▶ **Supplied text**:
Resisting death by virus

The unfolded protein response (UPR) alleviates the cellular stress caused by the accumulation of proteins, such as that occurring during viral infection. During the UPR, processing of Xbp1 mRNA by the nuclease IRE1α generates the transcription factor XBP1, which drives the expression of genes encoding type I interferons (IFNs). Fink et al. found that Xbp1-deficient cells had defective antiviral responses to infection by hepatitis C virus (HCV); however, the cells were not compromised in type I IFN production or responses. Instead, these cells showed increased activation of IRE1α, which cleaved the proapoptotic microRNA miR-125a, leading to decreased apoptosis and increased viral replication. Liver biopsies from HCV-infected patients also showed increased IRE1α activation and decreased miR-125a abundance. Together, these data suggest that IRE1α functions to enhance cell survival in response to viral infection and may provide a potential therapeutic target.

▶ **Work task 1**:
List every abbreviation that the summary introduces in parentheses, each with the term it stands for.
▶ **Work task 2**:
Using the summary, mark each statement yes or no, quoting the words that decide it.
(a) Xbp1-deficient cells were compromised in type I IFN production.
(b) IRE1α cleaved miR-125a.
(c) Liver biopsies from HCV-infected patients showed increased miR-125a abundance.
▶ **Work task 3**:
Answer from the summary:
(a) Which nuclease processes Xbp1 mRNA?
(b) What followed from the cleavage of miR-125a?
(c) Which virus did Fink et al. use to infect the Xbp1-deficient cells?
The rows that follow have no connection to the summary.

▶ **Listed records**:
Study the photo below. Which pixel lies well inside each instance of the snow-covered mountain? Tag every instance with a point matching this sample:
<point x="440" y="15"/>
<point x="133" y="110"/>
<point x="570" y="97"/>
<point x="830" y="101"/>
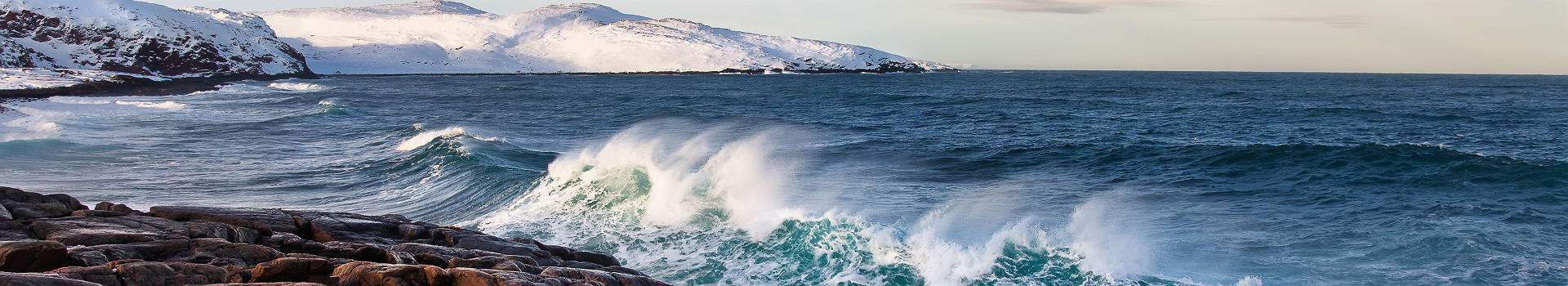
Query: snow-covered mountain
<point x="453" y="38"/>
<point x="141" y="38"/>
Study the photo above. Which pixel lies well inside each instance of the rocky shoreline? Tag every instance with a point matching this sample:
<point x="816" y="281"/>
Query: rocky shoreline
<point x="56" y="239"/>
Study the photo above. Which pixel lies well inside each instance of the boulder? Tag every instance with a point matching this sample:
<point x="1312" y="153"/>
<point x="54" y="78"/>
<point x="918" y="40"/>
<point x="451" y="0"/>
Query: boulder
<point x="95" y="212"/>
<point x="294" y="269"/>
<point x="87" y="257"/>
<point x="33" y="257"/>
<point x="11" y="230"/>
<point x="39" y="280"/>
<point x="375" y="274"/>
<point x="221" y="252"/>
<point x="608" y="279"/>
<point x="105" y="230"/>
<point x="157" y="250"/>
<point x="596" y="258"/>
<point x="173" y="274"/>
<point x="96" y="274"/>
<point x="336" y="226"/>
<point x="264" y="221"/>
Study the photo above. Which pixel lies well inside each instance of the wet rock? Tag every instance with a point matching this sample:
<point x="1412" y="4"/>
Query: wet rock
<point x="264" y="221"/>
<point x="333" y="226"/>
<point x="96" y="274"/>
<point x="375" y="274"/>
<point x="11" y="230"/>
<point x="158" y="250"/>
<point x="93" y="212"/>
<point x="294" y="269"/>
<point x="596" y="258"/>
<point x="582" y="265"/>
<point x="608" y="279"/>
<point x="33" y="257"/>
<point x="173" y="274"/>
<point x="87" y="257"/>
<point x="221" y="252"/>
<point x="105" y="230"/>
<point x="39" y="280"/>
<point x="621" y="269"/>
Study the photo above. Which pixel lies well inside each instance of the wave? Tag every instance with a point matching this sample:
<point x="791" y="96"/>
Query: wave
<point x="430" y="136"/>
<point x="714" y="208"/>
<point x="298" y="87"/>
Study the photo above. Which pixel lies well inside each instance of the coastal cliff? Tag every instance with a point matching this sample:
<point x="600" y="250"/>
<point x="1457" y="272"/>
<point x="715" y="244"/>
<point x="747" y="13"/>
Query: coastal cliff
<point x="56" y="239"/>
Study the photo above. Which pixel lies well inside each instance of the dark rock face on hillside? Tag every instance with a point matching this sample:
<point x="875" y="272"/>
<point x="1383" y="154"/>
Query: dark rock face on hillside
<point x="141" y="38"/>
<point x="56" y="239"/>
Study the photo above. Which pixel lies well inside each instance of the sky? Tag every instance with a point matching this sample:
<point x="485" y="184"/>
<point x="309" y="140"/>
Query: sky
<point x="1448" y="37"/>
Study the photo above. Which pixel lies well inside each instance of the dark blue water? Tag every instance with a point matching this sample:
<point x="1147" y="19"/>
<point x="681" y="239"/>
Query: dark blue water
<point x="960" y="178"/>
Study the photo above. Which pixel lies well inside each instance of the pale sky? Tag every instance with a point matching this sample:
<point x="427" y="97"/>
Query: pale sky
<point x="1460" y="37"/>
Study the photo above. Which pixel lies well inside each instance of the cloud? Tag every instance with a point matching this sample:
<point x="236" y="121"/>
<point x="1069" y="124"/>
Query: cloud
<point x="1330" y="20"/>
<point x="1065" y="7"/>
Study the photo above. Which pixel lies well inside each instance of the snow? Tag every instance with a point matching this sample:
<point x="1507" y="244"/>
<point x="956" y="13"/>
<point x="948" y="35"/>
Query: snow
<point x="41" y="78"/>
<point x="112" y="35"/>
<point x="453" y="38"/>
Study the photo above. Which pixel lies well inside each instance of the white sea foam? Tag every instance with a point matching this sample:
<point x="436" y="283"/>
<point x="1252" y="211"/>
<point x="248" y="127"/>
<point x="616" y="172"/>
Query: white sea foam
<point x="1250" y="282"/>
<point x="429" y="136"/>
<point x="298" y="87"/>
<point x="1109" y="244"/>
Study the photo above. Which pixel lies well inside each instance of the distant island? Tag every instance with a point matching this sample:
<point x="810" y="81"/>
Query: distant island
<point x="59" y="47"/>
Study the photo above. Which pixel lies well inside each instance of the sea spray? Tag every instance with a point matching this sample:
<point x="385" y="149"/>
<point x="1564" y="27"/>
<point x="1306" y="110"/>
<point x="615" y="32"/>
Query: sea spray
<point x="709" y="209"/>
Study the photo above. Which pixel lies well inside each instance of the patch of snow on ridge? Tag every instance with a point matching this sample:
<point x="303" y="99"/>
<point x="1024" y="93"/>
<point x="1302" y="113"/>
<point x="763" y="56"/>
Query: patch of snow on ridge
<point x="141" y="38"/>
<point x="37" y="78"/>
<point x="452" y="38"/>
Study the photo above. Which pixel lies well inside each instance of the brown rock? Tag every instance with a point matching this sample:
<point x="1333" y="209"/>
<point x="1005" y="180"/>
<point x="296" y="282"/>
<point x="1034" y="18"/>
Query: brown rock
<point x="96" y="274"/>
<point x="608" y="279"/>
<point x="264" y="221"/>
<point x="93" y="212"/>
<point x="105" y="230"/>
<point x="39" y="280"/>
<point x="375" y="274"/>
<point x="294" y="269"/>
<point x="33" y="257"/>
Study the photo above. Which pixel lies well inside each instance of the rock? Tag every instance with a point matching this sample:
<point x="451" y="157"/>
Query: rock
<point x="173" y="274"/>
<point x="582" y="265"/>
<point x="93" y="212"/>
<point x="87" y="257"/>
<point x="221" y="252"/>
<point x="596" y="257"/>
<point x="105" y="230"/>
<point x="608" y="279"/>
<point x="33" y="257"/>
<point x="199" y="228"/>
<point x="334" y="226"/>
<point x="11" y="230"/>
<point x="487" y="277"/>
<point x="621" y="269"/>
<point x="294" y="269"/>
<point x="96" y="274"/>
<point x="39" y="280"/>
<point x="264" y="221"/>
<point x="375" y="274"/>
<point x="158" y="250"/>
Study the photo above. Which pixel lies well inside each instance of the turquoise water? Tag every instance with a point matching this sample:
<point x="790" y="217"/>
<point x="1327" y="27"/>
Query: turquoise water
<point x="956" y="178"/>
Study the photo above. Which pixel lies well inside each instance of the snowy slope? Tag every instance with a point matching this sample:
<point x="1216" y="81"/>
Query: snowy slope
<point x="141" y="38"/>
<point x="41" y="78"/>
<point x="453" y="38"/>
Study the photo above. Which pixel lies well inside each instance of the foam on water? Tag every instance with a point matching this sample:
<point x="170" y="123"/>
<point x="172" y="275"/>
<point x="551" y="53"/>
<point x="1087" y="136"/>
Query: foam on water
<point x="298" y="87"/>
<point x="710" y="208"/>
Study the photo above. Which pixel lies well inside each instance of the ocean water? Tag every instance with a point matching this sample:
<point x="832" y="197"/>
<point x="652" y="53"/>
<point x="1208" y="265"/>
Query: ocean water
<point x="956" y="178"/>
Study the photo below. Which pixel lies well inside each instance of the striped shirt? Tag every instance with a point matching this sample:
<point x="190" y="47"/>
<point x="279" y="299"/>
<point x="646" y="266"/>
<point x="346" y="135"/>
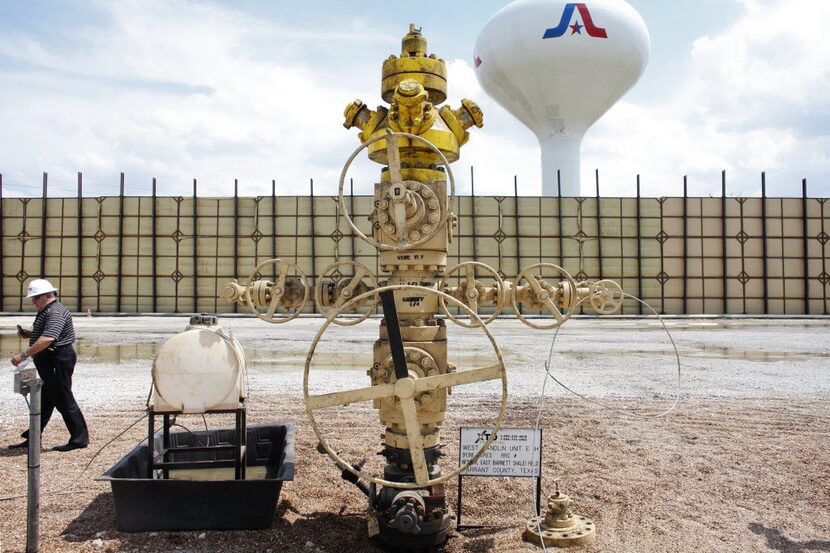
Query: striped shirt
<point x="53" y="321"/>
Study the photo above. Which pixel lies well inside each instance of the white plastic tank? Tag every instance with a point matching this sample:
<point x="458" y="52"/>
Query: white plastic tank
<point x="558" y="67"/>
<point x="199" y="370"/>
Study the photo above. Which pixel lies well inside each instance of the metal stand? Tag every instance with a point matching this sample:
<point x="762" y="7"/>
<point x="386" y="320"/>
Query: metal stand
<point x="33" y="500"/>
<point x="164" y="460"/>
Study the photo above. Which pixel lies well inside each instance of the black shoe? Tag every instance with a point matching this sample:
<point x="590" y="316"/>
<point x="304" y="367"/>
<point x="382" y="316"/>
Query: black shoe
<point x="68" y="447"/>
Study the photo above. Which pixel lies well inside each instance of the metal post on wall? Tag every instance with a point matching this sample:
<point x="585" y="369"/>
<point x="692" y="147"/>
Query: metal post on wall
<point x="639" y="251"/>
<point x="2" y="272"/>
<point x="195" y="247"/>
<point x="764" y="245"/>
<point x="599" y="224"/>
<point x="516" y="223"/>
<point x="559" y="214"/>
<point x="154" y="249"/>
<point x="235" y="235"/>
<point x="80" y="242"/>
<point x="686" y="245"/>
<point x="273" y="224"/>
<point x="313" y="247"/>
<point x="351" y="210"/>
<point x="804" y="231"/>
<point x="33" y="468"/>
<point x="43" y="228"/>
<point x="120" y="246"/>
<point x="723" y="236"/>
<point x="472" y="215"/>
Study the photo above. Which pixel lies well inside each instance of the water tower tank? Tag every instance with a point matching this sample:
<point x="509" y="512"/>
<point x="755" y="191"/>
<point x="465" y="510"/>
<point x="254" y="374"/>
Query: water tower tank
<point x="557" y="67"/>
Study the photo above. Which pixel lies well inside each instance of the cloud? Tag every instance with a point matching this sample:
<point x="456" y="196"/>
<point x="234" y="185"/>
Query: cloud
<point x="173" y="90"/>
<point x="755" y="97"/>
<point x="177" y="90"/>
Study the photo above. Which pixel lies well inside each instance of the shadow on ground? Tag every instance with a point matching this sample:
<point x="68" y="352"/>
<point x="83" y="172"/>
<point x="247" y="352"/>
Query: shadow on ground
<point x="779" y="542"/>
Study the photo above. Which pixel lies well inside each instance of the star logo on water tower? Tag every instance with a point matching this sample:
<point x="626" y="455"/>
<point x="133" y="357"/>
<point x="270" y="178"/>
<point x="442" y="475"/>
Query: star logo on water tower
<point x="576" y="28"/>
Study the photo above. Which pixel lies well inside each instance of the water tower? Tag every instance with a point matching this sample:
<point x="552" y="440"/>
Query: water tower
<point x="557" y="67"/>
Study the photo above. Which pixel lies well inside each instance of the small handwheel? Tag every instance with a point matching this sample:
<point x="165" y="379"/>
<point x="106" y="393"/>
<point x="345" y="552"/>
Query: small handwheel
<point x="398" y="193"/>
<point x="546" y="295"/>
<point x="472" y="291"/>
<point x="289" y="291"/>
<point x="346" y="288"/>
<point x="606" y="297"/>
<point x="405" y="389"/>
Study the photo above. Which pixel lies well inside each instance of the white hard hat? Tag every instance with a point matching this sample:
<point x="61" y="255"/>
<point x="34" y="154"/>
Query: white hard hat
<point x="40" y="286"/>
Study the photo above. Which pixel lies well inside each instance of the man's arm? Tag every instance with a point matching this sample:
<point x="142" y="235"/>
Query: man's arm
<point x="40" y="344"/>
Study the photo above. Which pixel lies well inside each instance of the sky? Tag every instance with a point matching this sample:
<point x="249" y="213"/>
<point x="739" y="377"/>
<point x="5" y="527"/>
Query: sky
<point x="254" y="90"/>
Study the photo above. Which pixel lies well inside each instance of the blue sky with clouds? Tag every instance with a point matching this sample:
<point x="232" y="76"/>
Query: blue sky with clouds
<point x="255" y="90"/>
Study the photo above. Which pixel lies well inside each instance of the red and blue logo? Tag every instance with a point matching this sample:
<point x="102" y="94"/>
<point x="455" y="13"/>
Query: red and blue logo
<point x="576" y="28"/>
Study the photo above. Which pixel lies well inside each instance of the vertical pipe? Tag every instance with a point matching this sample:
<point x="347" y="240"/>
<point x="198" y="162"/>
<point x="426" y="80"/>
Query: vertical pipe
<point x="313" y="248"/>
<point x="559" y="215"/>
<point x="473" y="214"/>
<point x="120" y="246"/>
<point x="518" y="233"/>
<point x="764" y="247"/>
<point x="80" y="214"/>
<point x="33" y="499"/>
<point x="2" y="260"/>
<point x="154" y="249"/>
<point x="599" y="224"/>
<point x="516" y="223"/>
<point x="195" y="247"/>
<point x="724" y="259"/>
<point x="43" y="228"/>
<point x="639" y="251"/>
<point x="351" y="210"/>
<point x="235" y="235"/>
<point x="806" y="247"/>
<point x="273" y="222"/>
<point x="685" y="245"/>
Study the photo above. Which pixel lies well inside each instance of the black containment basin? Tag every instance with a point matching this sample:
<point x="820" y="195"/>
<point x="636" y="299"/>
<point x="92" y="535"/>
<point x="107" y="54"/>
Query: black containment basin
<point x="204" y="499"/>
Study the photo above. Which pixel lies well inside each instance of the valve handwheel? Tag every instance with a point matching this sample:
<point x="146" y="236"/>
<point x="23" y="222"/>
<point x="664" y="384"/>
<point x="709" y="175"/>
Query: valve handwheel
<point x="272" y="295"/>
<point x="470" y="287"/>
<point x="405" y="388"/>
<point x="398" y="192"/>
<point x="542" y="295"/>
<point x="606" y="297"/>
<point x="347" y="291"/>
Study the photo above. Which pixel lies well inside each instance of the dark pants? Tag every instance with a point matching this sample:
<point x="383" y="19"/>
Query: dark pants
<point x="55" y="369"/>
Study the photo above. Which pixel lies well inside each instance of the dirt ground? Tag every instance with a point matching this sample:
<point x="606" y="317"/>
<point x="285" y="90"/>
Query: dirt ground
<point x="725" y="474"/>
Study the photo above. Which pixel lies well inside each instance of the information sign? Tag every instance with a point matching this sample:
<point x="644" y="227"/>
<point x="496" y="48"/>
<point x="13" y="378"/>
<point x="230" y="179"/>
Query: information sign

▶ **Response 1**:
UPR: unfolded protein response
IFNs: type I interferons
HCV: hepatitis C virus

▶ **Response 2**:
(a) No: "the cells were not compromised in type I IFN production or responses"
(b) Yes: "increased activation of IRE1α, which cleaved the proapoptotic microRNA miR-125a"
(c) No: "decreased miR-125a abundance"

▶ **Response 3**:
(a) IRE1α
(b) Decreased apoptosis and increased viral replication
(c) Hepatitis C virus (HCV)